Problem to work on:
Copy out the entries from the line with "Where can the bunch" through the end of the entries, swapping "instance" for "occurrence" and leaving everything else unchanged.

Extracted information:
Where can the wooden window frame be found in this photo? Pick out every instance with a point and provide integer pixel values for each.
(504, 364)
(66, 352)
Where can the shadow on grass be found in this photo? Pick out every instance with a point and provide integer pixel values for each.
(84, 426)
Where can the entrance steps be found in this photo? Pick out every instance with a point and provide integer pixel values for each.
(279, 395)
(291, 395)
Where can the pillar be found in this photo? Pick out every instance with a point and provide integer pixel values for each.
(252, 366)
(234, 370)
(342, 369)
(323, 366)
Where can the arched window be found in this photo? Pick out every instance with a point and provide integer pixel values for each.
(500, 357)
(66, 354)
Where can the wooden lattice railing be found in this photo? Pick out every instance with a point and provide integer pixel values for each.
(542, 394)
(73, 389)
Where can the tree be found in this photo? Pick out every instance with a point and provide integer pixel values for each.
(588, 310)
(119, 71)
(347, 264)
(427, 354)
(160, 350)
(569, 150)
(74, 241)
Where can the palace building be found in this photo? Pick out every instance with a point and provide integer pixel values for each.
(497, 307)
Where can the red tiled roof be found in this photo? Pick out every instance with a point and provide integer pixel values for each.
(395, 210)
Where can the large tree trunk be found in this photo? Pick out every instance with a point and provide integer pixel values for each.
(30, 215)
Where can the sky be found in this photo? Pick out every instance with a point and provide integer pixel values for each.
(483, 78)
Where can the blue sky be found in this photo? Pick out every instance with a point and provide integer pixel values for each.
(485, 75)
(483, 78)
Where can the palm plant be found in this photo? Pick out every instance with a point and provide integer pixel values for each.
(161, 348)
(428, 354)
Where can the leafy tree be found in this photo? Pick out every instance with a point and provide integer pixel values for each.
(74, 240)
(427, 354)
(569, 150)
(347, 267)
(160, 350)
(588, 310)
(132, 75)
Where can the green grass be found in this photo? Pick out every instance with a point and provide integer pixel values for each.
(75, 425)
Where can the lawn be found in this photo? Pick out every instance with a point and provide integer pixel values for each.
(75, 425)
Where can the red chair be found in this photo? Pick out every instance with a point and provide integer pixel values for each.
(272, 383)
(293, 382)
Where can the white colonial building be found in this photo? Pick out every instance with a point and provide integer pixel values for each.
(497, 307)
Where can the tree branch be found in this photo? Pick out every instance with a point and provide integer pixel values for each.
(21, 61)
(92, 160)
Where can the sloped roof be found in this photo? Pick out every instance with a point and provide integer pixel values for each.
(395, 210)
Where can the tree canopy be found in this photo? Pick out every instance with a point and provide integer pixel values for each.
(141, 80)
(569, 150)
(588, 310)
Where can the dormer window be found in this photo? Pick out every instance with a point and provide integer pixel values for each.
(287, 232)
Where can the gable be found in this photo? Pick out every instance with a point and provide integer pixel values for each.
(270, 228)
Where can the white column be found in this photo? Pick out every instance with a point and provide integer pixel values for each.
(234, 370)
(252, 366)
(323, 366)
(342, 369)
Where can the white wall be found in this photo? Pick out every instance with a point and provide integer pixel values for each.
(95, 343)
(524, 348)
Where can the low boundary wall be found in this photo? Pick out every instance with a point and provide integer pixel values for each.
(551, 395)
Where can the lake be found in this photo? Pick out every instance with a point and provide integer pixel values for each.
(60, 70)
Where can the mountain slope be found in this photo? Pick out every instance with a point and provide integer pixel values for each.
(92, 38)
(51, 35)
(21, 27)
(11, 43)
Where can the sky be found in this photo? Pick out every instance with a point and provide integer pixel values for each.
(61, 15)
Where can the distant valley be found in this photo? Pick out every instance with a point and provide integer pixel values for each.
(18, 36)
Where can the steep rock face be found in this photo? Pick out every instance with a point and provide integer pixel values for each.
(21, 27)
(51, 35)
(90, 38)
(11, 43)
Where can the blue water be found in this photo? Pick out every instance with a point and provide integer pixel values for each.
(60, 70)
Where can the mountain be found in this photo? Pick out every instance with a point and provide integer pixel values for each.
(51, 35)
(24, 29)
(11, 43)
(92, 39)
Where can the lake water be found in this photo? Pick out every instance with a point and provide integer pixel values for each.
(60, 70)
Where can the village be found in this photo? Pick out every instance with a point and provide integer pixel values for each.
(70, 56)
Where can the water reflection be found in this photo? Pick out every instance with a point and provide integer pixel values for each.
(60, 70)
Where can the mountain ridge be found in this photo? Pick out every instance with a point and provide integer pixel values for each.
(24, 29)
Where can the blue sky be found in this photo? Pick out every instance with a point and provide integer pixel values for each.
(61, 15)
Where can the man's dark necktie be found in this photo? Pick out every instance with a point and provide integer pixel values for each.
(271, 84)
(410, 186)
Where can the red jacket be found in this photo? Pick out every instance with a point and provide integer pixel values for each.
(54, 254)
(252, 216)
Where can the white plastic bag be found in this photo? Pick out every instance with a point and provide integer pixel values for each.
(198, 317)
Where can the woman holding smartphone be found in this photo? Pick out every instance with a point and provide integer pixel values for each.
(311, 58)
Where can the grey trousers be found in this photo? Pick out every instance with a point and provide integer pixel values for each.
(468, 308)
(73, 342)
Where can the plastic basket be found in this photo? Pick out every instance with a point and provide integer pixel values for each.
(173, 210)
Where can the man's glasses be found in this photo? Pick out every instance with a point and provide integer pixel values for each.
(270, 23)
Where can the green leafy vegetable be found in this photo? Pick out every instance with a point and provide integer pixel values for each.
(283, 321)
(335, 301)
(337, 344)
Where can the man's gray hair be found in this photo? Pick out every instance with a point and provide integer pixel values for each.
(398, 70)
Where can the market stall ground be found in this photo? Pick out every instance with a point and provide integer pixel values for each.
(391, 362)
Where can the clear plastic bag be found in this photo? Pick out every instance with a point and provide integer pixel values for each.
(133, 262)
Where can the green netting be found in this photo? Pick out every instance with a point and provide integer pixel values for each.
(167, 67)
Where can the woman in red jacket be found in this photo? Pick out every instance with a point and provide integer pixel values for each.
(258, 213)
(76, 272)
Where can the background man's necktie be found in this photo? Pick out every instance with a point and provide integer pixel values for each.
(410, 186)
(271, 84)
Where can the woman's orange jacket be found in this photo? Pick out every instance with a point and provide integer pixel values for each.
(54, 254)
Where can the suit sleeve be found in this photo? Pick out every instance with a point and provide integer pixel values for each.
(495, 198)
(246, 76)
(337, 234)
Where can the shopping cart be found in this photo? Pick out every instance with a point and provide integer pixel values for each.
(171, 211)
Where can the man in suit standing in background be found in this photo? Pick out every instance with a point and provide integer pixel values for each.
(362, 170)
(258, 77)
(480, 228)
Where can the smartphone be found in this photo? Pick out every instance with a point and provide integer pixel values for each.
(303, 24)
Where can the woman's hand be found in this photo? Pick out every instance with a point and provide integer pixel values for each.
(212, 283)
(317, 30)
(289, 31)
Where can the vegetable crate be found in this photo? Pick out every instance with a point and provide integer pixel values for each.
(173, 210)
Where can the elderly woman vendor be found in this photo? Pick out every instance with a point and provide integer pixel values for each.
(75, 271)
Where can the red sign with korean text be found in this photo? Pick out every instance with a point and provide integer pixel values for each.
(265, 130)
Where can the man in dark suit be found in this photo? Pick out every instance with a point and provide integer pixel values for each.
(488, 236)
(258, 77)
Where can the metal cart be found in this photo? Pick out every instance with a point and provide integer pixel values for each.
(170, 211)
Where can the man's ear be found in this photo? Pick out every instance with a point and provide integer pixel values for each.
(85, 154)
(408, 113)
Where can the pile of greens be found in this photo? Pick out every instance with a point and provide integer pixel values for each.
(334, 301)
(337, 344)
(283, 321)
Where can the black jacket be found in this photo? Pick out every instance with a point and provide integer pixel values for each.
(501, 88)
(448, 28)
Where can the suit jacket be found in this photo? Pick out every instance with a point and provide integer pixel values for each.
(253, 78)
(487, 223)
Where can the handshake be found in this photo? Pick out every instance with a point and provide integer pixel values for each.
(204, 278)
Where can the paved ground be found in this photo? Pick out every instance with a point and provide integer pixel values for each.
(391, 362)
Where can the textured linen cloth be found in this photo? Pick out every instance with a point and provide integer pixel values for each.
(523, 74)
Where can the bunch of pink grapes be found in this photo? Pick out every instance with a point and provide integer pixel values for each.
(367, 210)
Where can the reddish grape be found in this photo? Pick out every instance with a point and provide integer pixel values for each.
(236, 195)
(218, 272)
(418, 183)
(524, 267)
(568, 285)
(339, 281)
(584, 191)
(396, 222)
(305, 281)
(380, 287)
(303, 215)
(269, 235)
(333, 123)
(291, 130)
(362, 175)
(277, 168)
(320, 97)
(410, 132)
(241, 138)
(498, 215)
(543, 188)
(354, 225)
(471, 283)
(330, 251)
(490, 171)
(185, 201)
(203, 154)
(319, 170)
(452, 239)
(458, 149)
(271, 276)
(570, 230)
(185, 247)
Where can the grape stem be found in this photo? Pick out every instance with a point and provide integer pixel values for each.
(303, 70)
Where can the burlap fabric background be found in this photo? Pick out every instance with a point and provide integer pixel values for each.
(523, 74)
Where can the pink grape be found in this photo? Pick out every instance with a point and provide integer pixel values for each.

Answer to this task:
Where can the bunch of pink grapes be found in this photo? Pick out every occurrence with a point and provide integer pixel values for each.
(367, 210)
Where can the reddish grape be found in this photo? Pick out every occurrence with a point and provide integer pixel values for each.
(236, 195)
(218, 272)
(418, 183)
(524, 267)
(568, 285)
(339, 281)
(584, 191)
(396, 222)
(305, 281)
(380, 287)
(303, 215)
(269, 235)
(333, 123)
(291, 130)
(362, 175)
(277, 168)
(320, 97)
(410, 132)
(241, 138)
(498, 215)
(543, 188)
(354, 225)
(471, 283)
(330, 251)
(490, 171)
(185, 201)
(203, 154)
(319, 170)
(452, 239)
(458, 149)
(271, 276)
(570, 230)
(185, 247)
Where can the grape stem be found in this photo? Pick out every occurrence with a point and provide integer pixel values for each.
(303, 70)
Where can the burlap fabric background be found in this photo? Pick out every occurrence with a point and provide integer pixel values for each.
(523, 74)
Where can the pink grape be found in this photo? Pick out every occurrence with a point and provide integer pixel values for each.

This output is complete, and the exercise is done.